■ Exercise brief: Write out again only the lines running from the one that contains "Provide an outline for every instance of the pendant light." to the end of the records below, including both the first and the last.
── Input material
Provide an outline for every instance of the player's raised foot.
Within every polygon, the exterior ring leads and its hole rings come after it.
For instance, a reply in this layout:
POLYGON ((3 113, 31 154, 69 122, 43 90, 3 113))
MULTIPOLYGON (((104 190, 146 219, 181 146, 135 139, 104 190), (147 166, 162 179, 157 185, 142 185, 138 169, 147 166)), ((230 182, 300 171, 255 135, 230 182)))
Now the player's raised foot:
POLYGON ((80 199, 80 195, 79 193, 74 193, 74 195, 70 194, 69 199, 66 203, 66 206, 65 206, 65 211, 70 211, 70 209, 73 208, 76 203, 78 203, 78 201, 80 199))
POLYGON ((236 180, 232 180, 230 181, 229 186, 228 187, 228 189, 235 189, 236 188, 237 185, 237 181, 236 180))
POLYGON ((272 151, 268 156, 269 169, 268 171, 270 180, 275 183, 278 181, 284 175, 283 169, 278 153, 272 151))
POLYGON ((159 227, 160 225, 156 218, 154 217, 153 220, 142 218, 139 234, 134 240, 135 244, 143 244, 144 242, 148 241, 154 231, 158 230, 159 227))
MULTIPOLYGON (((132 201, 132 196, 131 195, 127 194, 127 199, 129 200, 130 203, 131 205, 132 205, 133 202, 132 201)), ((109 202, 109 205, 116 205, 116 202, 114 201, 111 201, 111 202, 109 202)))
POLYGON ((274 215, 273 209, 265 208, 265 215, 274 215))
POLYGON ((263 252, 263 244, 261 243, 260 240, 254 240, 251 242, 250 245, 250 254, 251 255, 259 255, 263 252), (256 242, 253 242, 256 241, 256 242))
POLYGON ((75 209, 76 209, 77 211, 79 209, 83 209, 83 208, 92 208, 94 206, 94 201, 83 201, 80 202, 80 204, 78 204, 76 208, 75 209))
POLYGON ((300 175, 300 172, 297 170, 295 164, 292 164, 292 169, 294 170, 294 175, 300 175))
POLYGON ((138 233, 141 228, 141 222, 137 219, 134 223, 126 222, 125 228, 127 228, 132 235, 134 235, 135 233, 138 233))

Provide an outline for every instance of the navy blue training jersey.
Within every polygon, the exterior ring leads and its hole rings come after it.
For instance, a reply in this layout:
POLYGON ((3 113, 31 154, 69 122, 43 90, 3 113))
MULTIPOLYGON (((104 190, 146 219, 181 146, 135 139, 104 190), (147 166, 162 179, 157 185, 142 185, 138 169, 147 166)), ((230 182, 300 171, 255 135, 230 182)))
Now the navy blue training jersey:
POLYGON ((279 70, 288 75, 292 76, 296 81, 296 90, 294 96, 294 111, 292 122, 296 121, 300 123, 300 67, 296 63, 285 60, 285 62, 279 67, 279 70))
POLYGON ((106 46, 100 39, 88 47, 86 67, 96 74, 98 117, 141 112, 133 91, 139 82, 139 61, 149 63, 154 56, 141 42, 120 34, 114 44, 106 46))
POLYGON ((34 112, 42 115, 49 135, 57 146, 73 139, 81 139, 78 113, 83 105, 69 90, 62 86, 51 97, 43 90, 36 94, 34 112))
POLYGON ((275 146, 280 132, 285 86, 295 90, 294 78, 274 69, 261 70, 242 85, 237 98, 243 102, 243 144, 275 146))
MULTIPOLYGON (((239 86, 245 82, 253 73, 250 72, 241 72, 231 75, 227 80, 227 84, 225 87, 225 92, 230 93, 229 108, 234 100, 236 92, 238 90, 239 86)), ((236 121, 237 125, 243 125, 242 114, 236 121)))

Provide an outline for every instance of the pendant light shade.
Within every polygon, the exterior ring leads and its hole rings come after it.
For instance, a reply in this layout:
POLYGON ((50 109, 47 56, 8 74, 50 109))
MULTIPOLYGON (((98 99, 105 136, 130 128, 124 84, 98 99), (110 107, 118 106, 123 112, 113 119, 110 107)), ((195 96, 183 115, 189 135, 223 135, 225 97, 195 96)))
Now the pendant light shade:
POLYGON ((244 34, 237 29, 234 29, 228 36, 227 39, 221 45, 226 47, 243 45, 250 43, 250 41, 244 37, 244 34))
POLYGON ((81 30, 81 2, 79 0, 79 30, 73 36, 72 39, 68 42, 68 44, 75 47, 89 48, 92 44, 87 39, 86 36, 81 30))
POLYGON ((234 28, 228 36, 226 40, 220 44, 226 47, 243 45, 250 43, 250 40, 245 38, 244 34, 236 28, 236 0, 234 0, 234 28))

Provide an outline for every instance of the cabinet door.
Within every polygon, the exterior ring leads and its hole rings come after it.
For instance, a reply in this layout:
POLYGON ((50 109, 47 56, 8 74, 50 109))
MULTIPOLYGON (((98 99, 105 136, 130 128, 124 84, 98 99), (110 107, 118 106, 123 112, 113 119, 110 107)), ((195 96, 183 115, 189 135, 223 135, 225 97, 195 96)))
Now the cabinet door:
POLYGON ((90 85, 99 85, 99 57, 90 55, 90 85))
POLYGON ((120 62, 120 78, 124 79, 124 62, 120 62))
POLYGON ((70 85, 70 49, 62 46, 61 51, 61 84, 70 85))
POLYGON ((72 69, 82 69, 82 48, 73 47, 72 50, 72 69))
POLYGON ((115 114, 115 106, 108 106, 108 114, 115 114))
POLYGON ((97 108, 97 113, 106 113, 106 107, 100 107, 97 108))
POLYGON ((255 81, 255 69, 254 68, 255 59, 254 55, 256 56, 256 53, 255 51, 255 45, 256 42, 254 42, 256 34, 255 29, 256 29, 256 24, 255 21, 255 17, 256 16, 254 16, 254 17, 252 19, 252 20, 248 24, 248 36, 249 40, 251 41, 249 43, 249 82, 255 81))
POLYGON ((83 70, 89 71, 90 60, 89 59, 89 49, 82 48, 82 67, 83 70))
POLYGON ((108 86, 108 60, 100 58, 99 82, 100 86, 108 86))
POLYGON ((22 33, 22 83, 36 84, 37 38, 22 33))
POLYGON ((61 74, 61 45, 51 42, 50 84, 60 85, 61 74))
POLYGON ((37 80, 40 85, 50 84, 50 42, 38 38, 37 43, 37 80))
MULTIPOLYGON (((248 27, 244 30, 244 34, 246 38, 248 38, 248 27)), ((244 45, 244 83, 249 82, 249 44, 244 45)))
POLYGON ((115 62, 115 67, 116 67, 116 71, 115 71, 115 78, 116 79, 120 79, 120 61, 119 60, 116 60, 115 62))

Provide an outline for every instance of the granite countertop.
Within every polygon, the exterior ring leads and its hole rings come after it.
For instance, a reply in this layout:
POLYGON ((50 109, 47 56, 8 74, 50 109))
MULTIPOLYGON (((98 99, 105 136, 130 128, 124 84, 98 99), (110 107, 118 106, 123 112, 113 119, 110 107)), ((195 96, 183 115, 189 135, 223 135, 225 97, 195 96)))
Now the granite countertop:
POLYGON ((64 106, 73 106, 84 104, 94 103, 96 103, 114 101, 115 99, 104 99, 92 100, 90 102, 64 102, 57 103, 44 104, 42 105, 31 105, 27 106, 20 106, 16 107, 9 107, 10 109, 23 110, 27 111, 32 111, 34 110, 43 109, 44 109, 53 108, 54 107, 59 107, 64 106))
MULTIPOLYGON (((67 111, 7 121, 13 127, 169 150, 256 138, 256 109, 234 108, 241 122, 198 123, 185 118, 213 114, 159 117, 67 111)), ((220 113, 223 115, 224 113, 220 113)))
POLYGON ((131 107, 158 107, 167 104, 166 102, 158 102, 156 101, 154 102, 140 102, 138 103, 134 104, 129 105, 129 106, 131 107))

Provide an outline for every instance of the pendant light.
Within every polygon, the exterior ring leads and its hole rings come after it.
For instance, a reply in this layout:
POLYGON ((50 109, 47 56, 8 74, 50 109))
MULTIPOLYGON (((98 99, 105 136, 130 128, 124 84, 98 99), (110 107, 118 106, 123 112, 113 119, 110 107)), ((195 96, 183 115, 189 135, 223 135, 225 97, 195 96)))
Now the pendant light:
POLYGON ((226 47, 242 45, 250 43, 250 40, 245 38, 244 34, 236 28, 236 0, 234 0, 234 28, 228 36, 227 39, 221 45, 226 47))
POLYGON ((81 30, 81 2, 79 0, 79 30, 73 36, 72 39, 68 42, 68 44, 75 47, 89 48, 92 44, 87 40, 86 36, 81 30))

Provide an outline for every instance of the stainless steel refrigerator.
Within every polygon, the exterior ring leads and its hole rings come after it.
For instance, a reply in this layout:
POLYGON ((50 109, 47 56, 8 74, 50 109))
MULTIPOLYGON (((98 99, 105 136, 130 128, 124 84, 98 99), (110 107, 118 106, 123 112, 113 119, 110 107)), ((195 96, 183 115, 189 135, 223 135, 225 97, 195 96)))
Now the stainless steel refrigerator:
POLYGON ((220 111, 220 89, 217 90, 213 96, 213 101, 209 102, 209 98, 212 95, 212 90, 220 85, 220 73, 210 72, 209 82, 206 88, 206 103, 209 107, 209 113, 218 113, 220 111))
────
■ Response below:
Provide an outline for every instance of the pendant light.
Within every polygon, the exterior ring leads and its hole rings come after it.
For instance, a reply in this layout:
POLYGON ((50 109, 47 56, 8 74, 50 109))
MULTIPOLYGON (((98 99, 105 136, 130 128, 124 84, 98 99), (110 107, 118 106, 123 112, 113 119, 110 107)), ((195 96, 183 115, 189 135, 223 135, 225 97, 195 96)))
Now the pendant light:
POLYGON ((226 47, 242 45, 250 43, 250 40, 245 38, 244 34, 236 28, 236 0, 234 0, 234 28, 228 36, 227 39, 221 45, 226 47))
POLYGON ((81 30, 81 2, 79 0, 79 30, 73 36, 72 39, 68 42, 68 44, 75 47, 89 48, 92 44, 87 40, 86 36, 81 30))

Provide an outline for every instance of the stainless steel refrigerator.
Within every polygon, the exterior ring leads and its hole rings come after it.
For instance, a reply in this layout:
POLYGON ((50 109, 47 56, 8 74, 50 109))
MULTIPOLYGON (((98 99, 105 136, 130 128, 124 84, 98 99), (110 107, 118 106, 123 112, 113 119, 110 107)), ((195 96, 183 115, 189 135, 223 135, 225 97, 195 96)))
Now the stainless steel refrigerator:
POLYGON ((220 111, 220 89, 217 90, 213 96, 213 101, 209 102, 209 98, 212 95, 212 90, 220 85, 220 73, 210 72, 209 82, 206 88, 206 103, 209 107, 209 113, 218 113, 220 111))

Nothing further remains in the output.